Okuma parçası
Türkiye için yeşil hidrojen, SKDM'ye uyum sürecinde stratejik rol oynuyor

Türkiye için yeşil hidrojen, SKDM'ye uyum sürecinde stratejik rol oynuyor

EY’nin raporu, SKDM’nin Türkiye’ye etkilerini ve bu süreçte yeşil hidrojenin sağlayabileceği avantajları ele alıyor.

Avrupa Birliği’nin (AB) iklim değişikliğiyle mücadelede attığı önemli adımlardan biri olan 55’e uyum(Fit for 55) planı kapsamındaki Sınırda Karbon Düzenleme Mekanizması (SKDM), sadece AB’yi değil, aynı zamanda AB ile yoğun ticaret yapan ülkeleri de yakından ilgilendiriyor. Türkiye ise AB ile güçlü ekonomik bağları nedeniyle bu düzenlemeden en fazla etkilenecek ülkeler arasında yer alıyor.

2026’dan itibaren yürürlüğe girmesi beklenen SKDM uygulaması, Türkiye gibi AB’ye ihracat yapan ülkeleri düşük karbonlu üretim yöntemlerine yönlendiriyor. Bu noktada düşük karbonlu veya karbon nötr enerji kaynakları hiç olmadığı kadar önemli hale geliyor ve yeşil hidrojen, Türkiye için büyük bir fırsat olarak öne çıkıyor.

Hidrojen, enerji taşıyıcısı olarak uzun süredir biliniyor ancak üretim yöntemine göre çevresel etkileri değişiyor. Gri hidrojen fosil yakıtlardan elde edilen ve karbon salımı yüksek bir kaynak iken, mavi hidrojen karbon yakalama teknolojileriyle destekleniyor ancak yine fosil kaynaklara bağlı kalıyor. Öte yandan yeşil hidrojen ise yenilenebilir enerji kaynakları kullanılarak suyun elektroliziyle üretiliyor ve karbon emisyonu sıfıra yakın seviyede gerçekleşiyor. Bu nedenle yeşil hidrojen, hem sürdürülebilirlik hedefleriyle örtüşüyor hem de SKDM gibi karbon odaklı düzenlemelere uyum açısından stratejik önem taşıyor.

Ernst & Young’ın (EY) “Sınırda Karbon Düzenlemesi Mekanizması kapsamında Türkiye’de yeşil hidrojene bakış” raporu, özellikle demir-çelik sektörü gibi enerji yoğun alanlarda, yeşil hidrojen kullanımıyla üretimde karbon ayak izinin düşürülmesinin, SKDM’nin mali yükünden kaçınmak açısından kritik olabileceğine dikkat çekiyor.

Kısa alıştırma 1
Şu ifadeler yeşil hidrojen yazısıyla uyuşuyor mu: (a) SKDM'nin 2026'dan itibaren yürürlüğe girmesi bekleniyor; (b) mavi hidrojen fosil kaynaklardan bağımsızdır; (c) yeşil hidrojen suyun elektroliziyle üretilir? Her birine evet ya da hayır deyip yazıdan belirleyici sözleri aynen alıntılayın.
Kısa alıştırma 2
Yeşil hidrojen yazısında üretim yöntemine göre hangi hidrojen türleri anılıyor? Tamamını sıralayın.
Kısa alıştırma 3
Yeşil hidrojen yazısını kaldığı yerden sürdürün.

Veri içeriği

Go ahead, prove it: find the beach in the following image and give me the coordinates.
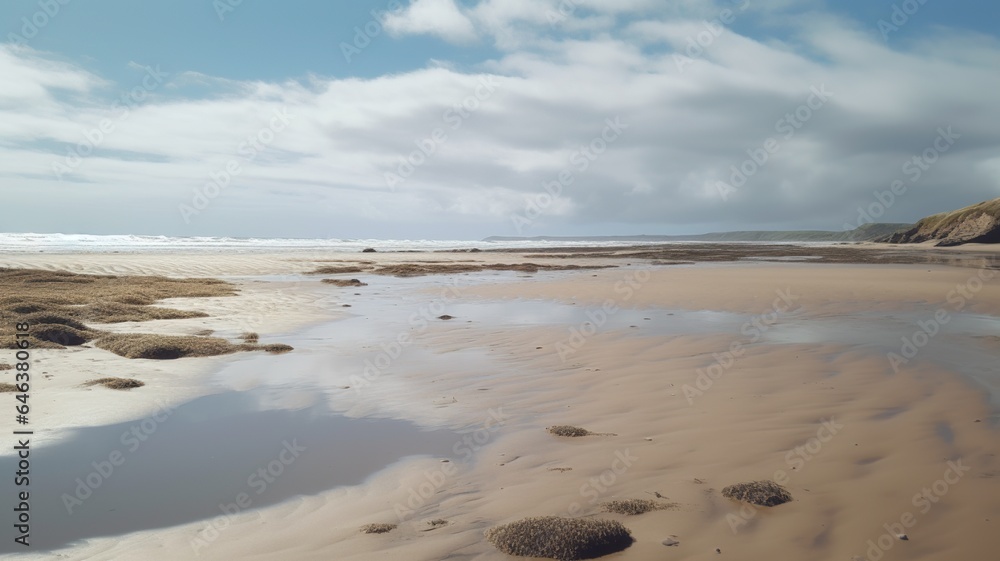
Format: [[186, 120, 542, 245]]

Görev yanıtı 1
(a) Evet: "2026’dan itibaren yürürlüğe girmesi beklenen SKDM uygulaması"
(b) Hayır: "mavi hidrojen karbon yakalama teknolojileriyle destekleniyor ancak yine fosil kaynaklara bağlı kalıyor"
(c) Evet: "yeşil hidrojen ise yenilenebilir enerji kaynakları kullanılarak suyun elektroliziyle üretiliyor"

Görev yanıtı 2
- Gri hidrojen
- Mavi hidrojen
- Yeşil hidrojen

Görev yanıtı 3
SKDM kapsamında karbon maliyetlerinin hesaba katılması, Türkiye’den AB’ye yapılan ihracatın maliyetini artırabilir. Ancak yeşil hidrojen gibi düşük karbonlu çözümlere geçilmesi, bu maliyetleri azaltarak ihracatçıların rekabet gücünün korunmasına yardımcı olabilir.

Rapor, Türkiye’nin sahip olduğu doğal kaynaklar sayesinde yeşil hidrojen üretimi için oldukça avantajlı bir konumda yer aldığına dikkat çekiyor. Özellikle güney ve batı bölgelerinde güneş enerjisi, Ege ve Marmara’da rüzgâr enerjisi açısından yüksek potansiyele sahip bu kaynaklar, elektroliz yoluyla yeşil hidrojen üretiminde kullanılabiliyor.

Yatırım ve politika açısından Türkiye hangi adımları atmalı?

Türkiye, 2030’a kadar 2 GW ve 2035’e kadar da 5 GW elektroliz kapasitesine sahip olmayı hedefliyor. Ancak EY’nin raporu, bu hedefin gerçekleştirilebilmesi için önemli altyapı ve yatırım ihtiyaçları bulunduğuna dikkat çekiyor.

Rapor, Türkiye’nin bu alanda ilerleyebilmesi için çeşitli başlıklara odaklanması gerektiğini vurguluyor:

  • Türkiye’nin 2023’te yayımladığı “Türkiye Hidrojen Teknolojileri Stratejisi ve Yol Haritası” önemli bir yol haritası sunsa da, rapora göre belirlenen stratejilerin uygulama detayları, hedefleri ve destek mekanizmalarının daha net bir şekilde tanımlanması gerekiyor.
  • Yenilenebilir enerjiye dayalı hidrojen üretimi için yatırımcıların desteklenmesi önem taşıyor. Dolayısıyla Ar-Ge teşvikleri, üretim sübvansiyonları ve ihracat kredileri gibi mekanizmaların devreye sokulması gerekiyor.
  • Rapor, hidrojenin sadece ihraç edilmesi gereken bir ürün değil, Türkiye’deki ağır sanayi, ulaşım ve enerji sektörlerinde de hidrojenin kullanımının artırması gerektiğini ifade ediyor.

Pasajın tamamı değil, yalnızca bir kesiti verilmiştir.